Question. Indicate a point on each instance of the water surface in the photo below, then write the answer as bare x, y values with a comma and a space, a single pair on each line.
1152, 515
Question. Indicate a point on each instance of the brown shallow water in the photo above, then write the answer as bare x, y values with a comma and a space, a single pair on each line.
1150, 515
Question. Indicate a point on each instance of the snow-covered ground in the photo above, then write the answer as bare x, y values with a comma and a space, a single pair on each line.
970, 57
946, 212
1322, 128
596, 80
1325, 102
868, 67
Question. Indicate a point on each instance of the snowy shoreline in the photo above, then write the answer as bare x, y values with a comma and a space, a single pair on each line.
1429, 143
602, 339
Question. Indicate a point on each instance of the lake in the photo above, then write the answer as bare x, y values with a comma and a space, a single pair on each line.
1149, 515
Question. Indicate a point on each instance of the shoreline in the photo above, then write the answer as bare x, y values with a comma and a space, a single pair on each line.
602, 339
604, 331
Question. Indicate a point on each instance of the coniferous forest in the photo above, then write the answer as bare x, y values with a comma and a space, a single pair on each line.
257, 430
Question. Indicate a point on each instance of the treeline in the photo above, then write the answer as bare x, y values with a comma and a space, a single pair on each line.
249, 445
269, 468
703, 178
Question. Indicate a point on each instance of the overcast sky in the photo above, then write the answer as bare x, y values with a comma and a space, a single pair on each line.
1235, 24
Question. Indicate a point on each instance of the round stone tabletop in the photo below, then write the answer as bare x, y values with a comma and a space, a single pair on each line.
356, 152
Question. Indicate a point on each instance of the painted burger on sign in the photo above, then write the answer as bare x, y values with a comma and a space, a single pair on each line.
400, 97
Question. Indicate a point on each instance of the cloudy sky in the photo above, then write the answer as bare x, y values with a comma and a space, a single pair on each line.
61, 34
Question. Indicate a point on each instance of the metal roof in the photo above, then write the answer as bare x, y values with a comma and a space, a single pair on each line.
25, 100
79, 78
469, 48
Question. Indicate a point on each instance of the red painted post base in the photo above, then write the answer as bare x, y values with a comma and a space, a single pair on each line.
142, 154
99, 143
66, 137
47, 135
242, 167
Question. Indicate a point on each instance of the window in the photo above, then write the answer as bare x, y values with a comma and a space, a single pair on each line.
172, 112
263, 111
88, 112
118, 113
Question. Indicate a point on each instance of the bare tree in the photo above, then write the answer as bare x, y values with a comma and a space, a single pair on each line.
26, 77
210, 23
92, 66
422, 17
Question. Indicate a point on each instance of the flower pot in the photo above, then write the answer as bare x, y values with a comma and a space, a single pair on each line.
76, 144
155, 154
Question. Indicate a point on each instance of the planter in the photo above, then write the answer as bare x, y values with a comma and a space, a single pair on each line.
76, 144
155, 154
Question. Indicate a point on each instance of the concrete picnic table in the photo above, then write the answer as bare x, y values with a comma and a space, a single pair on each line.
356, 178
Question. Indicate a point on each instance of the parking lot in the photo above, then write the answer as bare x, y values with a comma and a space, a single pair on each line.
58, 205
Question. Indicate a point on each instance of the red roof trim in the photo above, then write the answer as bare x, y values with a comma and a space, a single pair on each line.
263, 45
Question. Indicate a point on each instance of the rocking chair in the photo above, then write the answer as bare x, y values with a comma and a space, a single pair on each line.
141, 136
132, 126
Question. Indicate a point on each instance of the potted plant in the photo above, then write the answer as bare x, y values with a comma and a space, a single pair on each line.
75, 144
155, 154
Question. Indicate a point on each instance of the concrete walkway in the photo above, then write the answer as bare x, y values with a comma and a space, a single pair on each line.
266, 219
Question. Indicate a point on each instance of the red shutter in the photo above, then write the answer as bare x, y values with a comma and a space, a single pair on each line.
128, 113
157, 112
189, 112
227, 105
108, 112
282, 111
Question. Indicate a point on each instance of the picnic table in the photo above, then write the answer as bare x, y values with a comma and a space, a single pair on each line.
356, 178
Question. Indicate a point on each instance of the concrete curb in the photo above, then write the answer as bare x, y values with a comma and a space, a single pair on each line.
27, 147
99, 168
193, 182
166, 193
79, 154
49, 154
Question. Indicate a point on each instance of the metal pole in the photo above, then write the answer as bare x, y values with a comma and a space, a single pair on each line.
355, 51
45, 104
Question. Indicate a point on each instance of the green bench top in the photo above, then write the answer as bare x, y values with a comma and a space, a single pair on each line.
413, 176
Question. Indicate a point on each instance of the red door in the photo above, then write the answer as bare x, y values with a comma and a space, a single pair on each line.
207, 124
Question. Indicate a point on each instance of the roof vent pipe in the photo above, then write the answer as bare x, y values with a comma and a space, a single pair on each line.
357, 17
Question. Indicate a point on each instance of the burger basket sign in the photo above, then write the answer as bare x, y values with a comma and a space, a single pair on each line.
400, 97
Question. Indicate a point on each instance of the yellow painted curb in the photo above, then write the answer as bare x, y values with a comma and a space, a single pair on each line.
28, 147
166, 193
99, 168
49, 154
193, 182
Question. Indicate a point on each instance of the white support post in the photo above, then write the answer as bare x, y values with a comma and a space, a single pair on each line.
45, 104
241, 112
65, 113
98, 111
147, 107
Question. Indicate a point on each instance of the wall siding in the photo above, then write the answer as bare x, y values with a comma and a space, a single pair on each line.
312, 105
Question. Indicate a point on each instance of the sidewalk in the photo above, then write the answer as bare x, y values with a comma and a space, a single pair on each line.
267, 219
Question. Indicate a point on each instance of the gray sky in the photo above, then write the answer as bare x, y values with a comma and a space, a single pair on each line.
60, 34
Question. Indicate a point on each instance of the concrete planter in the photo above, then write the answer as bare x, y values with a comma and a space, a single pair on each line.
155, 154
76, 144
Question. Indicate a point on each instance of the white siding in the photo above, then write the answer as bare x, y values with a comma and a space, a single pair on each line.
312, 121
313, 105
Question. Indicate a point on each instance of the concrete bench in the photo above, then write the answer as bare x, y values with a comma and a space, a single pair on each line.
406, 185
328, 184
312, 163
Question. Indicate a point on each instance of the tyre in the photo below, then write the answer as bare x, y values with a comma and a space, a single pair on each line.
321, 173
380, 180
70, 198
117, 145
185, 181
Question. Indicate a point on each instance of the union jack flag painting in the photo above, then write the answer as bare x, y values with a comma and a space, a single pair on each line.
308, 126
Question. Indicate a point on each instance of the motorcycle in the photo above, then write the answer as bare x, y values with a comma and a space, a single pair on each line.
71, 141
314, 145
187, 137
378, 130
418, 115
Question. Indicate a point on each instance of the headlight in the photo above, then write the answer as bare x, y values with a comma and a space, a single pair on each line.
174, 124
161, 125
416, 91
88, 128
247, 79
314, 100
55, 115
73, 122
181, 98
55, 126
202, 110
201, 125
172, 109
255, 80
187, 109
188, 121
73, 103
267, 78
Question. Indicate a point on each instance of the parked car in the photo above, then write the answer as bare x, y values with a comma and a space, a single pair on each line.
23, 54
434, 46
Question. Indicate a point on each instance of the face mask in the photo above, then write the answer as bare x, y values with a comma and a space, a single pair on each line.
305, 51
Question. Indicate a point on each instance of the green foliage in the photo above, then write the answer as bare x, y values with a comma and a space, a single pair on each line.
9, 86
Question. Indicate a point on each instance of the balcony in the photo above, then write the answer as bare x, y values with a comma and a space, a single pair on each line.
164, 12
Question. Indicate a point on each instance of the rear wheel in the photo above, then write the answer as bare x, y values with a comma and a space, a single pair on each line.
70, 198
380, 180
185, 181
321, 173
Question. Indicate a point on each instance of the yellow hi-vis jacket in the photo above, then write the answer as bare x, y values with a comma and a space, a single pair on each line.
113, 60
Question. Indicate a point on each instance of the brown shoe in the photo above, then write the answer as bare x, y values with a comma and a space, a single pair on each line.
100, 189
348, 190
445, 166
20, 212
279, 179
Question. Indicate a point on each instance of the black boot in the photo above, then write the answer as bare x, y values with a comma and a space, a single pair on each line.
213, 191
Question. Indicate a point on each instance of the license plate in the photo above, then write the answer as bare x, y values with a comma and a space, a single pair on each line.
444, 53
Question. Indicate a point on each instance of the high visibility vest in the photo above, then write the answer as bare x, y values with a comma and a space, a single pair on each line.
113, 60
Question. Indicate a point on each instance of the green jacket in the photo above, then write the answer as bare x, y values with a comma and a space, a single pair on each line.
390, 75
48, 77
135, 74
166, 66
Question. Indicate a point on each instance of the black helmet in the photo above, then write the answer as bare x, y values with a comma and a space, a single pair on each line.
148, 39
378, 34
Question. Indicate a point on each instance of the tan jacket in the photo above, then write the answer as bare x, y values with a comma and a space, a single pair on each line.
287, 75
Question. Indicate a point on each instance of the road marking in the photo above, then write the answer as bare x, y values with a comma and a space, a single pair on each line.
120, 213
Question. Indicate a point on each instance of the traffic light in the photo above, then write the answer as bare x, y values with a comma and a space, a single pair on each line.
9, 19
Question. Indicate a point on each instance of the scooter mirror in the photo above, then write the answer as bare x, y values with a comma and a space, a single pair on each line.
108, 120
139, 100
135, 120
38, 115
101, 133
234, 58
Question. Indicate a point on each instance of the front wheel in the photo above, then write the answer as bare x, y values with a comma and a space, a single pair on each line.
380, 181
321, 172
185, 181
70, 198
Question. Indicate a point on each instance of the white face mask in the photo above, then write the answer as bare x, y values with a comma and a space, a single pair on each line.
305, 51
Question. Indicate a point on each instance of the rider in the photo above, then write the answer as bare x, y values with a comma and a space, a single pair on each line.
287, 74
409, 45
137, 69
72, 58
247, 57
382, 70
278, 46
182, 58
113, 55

#####

### DESCRIPTION OF THE TASK
Can you copy out the records above, word for word, from the line containing "Question. Indicate a point on each instance of the front" through their final line?

### SOLUTION BELOW
Question. Indicate a point on each instance of the front wheel in the photo above, then write the answer as bare x, y values with a comma and a space, a single pair on each line.
380, 181
321, 172
185, 181
70, 198
Question. Indicate a point on each instance of the white face mask in the photo above, then write the answer as bare x, y values with a comma and a space, a single pair on each line.
305, 51
Question. Indicate a point on each instance of the rider in the photo above, then write the answer as bare x, y values with a comma and a space, a single pair on each line.
287, 74
409, 45
137, 69
72, 58
247, 57
382, 70
278, 46
182, 58
113, 55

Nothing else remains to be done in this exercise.